• [DIRECTIONS FOR THIS TASK]
Nothing before the line containing "the person standing" belongs in the answer; quote that line and all lines after it through the end of the material, word for word.

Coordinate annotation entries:
──────

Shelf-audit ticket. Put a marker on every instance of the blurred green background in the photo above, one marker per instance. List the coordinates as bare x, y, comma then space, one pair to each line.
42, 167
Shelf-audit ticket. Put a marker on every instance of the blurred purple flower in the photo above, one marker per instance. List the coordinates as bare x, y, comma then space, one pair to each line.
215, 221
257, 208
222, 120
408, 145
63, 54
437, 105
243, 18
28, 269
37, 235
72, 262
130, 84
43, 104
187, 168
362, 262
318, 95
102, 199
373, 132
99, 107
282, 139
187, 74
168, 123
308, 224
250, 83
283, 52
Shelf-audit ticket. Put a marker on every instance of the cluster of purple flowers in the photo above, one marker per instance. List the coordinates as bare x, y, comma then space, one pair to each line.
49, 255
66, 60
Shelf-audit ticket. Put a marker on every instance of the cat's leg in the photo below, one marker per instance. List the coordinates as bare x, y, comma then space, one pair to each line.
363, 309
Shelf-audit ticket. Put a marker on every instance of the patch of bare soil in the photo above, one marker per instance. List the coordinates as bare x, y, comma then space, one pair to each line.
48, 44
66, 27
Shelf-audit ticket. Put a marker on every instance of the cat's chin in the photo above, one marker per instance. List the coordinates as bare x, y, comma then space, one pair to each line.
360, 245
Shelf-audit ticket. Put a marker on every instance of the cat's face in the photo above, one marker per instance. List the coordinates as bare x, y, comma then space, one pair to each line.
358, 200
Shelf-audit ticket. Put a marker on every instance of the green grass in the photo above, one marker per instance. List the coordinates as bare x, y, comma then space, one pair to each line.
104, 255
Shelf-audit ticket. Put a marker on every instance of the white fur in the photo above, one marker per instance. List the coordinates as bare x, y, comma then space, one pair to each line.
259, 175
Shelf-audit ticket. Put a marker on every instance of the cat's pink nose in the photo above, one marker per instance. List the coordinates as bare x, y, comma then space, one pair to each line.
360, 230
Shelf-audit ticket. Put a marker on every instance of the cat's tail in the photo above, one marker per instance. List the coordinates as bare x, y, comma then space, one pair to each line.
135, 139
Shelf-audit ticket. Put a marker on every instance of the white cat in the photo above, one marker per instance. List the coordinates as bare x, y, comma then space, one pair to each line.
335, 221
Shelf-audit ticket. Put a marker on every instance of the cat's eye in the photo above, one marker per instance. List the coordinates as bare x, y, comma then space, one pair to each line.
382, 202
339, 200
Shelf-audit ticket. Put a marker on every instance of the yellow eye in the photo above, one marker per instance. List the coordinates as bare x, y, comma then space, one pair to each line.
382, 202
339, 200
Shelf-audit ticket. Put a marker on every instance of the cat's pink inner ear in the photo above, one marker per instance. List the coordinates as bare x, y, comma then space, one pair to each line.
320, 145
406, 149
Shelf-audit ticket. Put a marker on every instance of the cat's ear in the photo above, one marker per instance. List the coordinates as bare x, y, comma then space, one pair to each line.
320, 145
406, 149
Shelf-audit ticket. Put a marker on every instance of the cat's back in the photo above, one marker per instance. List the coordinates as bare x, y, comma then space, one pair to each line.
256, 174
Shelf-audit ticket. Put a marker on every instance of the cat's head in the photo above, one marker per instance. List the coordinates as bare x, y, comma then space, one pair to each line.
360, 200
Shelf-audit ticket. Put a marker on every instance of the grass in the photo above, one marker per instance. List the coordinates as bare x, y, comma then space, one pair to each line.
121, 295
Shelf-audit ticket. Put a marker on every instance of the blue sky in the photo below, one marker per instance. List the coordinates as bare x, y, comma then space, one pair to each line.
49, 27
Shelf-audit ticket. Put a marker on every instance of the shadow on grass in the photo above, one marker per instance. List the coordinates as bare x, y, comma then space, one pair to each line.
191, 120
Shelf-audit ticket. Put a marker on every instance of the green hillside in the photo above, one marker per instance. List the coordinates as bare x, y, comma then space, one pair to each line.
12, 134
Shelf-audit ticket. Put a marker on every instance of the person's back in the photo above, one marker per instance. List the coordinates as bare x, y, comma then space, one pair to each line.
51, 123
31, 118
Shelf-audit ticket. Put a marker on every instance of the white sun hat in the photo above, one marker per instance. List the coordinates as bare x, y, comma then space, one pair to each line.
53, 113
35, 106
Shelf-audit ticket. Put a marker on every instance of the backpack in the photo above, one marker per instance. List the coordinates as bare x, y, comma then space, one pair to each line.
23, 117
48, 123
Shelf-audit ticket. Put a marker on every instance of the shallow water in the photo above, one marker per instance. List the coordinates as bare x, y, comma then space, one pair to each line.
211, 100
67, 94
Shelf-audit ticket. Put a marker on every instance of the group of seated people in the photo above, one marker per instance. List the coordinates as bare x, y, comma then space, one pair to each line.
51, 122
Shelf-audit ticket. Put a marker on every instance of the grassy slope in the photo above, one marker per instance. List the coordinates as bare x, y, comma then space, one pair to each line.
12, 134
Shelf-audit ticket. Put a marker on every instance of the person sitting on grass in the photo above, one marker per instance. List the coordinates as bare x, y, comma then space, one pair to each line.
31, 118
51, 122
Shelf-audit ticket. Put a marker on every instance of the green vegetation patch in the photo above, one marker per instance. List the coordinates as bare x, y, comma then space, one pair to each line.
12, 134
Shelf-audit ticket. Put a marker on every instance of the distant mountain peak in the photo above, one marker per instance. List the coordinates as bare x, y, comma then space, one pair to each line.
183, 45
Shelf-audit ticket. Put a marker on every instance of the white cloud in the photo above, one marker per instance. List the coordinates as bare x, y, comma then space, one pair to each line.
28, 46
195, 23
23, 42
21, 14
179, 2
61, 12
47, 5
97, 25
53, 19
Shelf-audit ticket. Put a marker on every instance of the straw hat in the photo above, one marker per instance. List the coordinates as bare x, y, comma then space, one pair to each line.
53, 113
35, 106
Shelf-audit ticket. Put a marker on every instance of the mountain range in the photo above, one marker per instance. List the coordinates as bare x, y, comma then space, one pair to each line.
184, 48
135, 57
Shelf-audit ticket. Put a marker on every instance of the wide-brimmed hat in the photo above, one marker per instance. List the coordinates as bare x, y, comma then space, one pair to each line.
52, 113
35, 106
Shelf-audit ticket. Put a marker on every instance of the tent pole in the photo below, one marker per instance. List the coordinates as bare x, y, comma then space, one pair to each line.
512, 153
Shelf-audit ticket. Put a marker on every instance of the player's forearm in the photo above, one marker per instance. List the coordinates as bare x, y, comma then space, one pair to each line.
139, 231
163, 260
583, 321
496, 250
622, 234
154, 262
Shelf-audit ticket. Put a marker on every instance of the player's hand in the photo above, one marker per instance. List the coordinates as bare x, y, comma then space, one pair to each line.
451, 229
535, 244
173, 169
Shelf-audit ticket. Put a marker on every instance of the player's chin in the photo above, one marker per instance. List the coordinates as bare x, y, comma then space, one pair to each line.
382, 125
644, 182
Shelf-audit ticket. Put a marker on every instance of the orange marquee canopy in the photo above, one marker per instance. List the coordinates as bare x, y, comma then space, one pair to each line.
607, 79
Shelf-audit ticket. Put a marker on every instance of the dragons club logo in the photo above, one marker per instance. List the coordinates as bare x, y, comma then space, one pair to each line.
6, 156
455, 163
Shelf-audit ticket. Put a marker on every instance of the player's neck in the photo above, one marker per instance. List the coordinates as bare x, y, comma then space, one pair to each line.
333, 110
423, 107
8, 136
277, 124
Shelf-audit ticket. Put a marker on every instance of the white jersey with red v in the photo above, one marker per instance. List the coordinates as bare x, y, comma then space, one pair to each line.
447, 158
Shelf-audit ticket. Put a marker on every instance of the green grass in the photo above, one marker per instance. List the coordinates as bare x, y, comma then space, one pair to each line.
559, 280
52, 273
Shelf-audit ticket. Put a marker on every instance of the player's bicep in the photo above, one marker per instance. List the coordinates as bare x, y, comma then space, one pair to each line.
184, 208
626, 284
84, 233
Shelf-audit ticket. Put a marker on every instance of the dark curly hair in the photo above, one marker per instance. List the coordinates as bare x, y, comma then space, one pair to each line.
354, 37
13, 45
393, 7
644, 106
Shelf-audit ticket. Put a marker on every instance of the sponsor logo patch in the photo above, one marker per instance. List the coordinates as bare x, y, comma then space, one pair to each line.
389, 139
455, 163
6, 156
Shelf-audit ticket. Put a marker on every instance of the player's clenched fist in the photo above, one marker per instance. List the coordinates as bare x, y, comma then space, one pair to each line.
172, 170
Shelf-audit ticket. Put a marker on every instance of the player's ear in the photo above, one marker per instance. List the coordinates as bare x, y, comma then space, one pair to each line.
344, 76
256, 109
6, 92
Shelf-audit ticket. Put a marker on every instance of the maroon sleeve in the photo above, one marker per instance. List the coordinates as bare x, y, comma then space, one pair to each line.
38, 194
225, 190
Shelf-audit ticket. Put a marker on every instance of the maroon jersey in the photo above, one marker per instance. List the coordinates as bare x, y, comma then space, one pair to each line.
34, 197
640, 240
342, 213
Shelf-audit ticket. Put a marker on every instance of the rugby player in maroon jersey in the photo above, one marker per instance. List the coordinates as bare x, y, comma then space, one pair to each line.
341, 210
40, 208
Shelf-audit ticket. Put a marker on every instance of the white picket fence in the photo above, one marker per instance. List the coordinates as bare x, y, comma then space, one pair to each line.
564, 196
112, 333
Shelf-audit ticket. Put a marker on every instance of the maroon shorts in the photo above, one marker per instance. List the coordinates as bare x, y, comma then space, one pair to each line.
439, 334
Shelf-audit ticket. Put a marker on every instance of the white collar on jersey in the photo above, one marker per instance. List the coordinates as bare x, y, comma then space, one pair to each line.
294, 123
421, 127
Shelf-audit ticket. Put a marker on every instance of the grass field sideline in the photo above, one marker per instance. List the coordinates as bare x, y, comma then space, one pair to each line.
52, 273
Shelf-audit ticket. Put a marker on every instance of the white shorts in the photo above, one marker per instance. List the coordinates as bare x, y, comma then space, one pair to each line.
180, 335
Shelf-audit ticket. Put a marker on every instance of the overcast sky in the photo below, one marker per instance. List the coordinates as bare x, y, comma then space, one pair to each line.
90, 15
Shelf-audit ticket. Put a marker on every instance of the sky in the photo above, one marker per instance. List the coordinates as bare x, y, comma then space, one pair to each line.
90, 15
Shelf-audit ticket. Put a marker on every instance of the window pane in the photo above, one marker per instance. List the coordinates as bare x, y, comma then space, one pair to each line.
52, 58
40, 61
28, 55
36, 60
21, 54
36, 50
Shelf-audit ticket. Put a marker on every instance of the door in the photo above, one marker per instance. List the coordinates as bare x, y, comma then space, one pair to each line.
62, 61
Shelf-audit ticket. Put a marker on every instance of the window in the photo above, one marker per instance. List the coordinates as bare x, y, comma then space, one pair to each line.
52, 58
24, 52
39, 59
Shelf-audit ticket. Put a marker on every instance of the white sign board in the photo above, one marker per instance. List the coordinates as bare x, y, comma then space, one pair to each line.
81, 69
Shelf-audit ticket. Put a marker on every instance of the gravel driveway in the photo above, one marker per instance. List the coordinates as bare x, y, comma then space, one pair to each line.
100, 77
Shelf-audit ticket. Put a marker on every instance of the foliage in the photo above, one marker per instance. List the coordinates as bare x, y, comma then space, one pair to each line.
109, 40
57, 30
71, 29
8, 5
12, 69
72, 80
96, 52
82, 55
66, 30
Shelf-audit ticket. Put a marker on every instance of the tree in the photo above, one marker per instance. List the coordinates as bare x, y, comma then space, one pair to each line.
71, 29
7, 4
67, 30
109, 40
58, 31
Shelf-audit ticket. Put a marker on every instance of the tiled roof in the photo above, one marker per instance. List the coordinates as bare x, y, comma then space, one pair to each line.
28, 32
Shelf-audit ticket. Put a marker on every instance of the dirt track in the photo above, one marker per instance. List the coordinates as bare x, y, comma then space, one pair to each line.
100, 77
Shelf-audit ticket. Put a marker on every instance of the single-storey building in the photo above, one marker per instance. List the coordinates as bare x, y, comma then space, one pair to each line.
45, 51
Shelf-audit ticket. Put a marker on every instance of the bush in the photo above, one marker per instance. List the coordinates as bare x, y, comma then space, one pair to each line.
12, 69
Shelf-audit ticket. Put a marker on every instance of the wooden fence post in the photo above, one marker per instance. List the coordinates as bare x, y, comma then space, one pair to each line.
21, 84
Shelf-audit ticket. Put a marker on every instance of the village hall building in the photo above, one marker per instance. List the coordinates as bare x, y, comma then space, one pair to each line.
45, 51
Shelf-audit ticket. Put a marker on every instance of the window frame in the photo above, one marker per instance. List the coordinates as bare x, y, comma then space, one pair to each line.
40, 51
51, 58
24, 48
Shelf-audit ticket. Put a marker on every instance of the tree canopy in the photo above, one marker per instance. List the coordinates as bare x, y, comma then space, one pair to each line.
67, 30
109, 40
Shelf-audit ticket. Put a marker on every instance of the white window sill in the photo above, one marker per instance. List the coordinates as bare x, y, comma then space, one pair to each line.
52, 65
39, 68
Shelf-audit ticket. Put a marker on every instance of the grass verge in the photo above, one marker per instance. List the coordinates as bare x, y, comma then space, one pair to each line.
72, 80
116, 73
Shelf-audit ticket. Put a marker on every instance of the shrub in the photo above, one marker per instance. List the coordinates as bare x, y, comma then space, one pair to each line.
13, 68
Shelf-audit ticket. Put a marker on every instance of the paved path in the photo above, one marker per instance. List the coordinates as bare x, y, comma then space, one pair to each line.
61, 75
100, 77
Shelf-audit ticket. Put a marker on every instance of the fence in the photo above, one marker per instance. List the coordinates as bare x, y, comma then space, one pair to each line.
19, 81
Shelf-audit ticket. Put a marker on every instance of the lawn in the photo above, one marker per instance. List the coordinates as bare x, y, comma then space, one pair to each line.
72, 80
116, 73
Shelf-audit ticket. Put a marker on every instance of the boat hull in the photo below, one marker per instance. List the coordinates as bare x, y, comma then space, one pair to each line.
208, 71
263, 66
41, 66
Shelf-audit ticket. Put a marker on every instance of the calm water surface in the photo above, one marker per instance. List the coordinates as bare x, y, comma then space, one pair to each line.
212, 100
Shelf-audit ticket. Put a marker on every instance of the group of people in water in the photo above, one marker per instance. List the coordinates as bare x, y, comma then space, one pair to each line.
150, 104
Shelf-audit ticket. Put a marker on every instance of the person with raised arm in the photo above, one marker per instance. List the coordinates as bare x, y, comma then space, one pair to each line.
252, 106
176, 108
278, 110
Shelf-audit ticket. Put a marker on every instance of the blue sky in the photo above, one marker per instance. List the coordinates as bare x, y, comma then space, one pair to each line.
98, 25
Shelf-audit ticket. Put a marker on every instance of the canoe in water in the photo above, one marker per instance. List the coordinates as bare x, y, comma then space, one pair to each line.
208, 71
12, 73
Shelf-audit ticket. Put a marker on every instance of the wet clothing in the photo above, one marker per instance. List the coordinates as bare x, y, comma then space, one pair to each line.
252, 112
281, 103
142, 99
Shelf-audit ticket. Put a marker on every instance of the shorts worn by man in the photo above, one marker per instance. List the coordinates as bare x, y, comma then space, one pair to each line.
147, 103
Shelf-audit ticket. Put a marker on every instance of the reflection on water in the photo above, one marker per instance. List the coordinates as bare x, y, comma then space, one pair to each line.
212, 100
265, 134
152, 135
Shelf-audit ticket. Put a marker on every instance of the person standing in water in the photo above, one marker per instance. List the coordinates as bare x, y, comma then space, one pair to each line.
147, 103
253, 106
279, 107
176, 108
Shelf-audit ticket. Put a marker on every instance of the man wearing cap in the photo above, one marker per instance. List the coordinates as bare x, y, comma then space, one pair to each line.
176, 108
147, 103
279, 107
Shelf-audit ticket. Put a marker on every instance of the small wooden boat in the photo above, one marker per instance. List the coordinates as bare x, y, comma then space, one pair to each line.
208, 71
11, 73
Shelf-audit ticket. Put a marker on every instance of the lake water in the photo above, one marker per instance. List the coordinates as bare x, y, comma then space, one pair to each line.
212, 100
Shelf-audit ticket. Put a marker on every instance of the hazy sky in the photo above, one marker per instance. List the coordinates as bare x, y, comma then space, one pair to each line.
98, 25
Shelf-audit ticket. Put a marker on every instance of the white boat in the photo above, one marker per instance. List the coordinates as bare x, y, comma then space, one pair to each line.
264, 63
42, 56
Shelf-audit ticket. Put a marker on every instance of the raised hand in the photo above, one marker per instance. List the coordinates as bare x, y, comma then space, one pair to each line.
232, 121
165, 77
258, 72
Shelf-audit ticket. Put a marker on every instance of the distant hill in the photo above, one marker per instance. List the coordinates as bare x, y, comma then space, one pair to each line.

──────

• [FINISHED EXERCISE]
Shelf-audit ticket. Put a marker on every instance of the person standing in water in the photo above, one marker per instance. List the coordinates as bare x, y, comma then space, one pair to each line.
147, 103
253, 106
279, 107
176, 108
Shelf-audit ticket. Put a marker on every instance of the man wearing cap in the photo above, one marker per instance. List the coordinates as bare x, y, comma then space, one pair to each line.
176, 108
147, 103
279, 107
Shelf-audit ticket. Put a marker on every instance of the small wooden boat in the photo above, one marker per instance. List the coordinates as bare x, y, comma then space, one pair to each line.
208, 71
11, 73
Shelf-audit ticket. Put a marker on every instance of the lake water in the photo above, one marker per instance. List the coordinates as bare x, y, comma then space, one pair to each line.
212, 100
Shelf-audit ticket. Put a marker on every instance of the hazy sky in the photo above, one marker per instance. List the coordinates as bare x, y, comma then space, one pair to each line.
98, 25
Shelf-audit ticket. Put a marker on every instance of the white boat in the photo above, one marker per instance. List the coordinates as bare x, y, comma then space, one pair to each line.
264, 63
42, 56
Shelf-audit ticket. Put a marker on every instance of the raised hand in the photo above, one marker per instance. List the coordinates as bare x, y, comma then space, one pair to each line.
232, 121
165, 77
258, 72
Shelf-audit ticket. Put a marker on every instance of the distant hill in the photo above, one marker per instance. List the coordinates as bare x, y, comma then space, one pair to each line.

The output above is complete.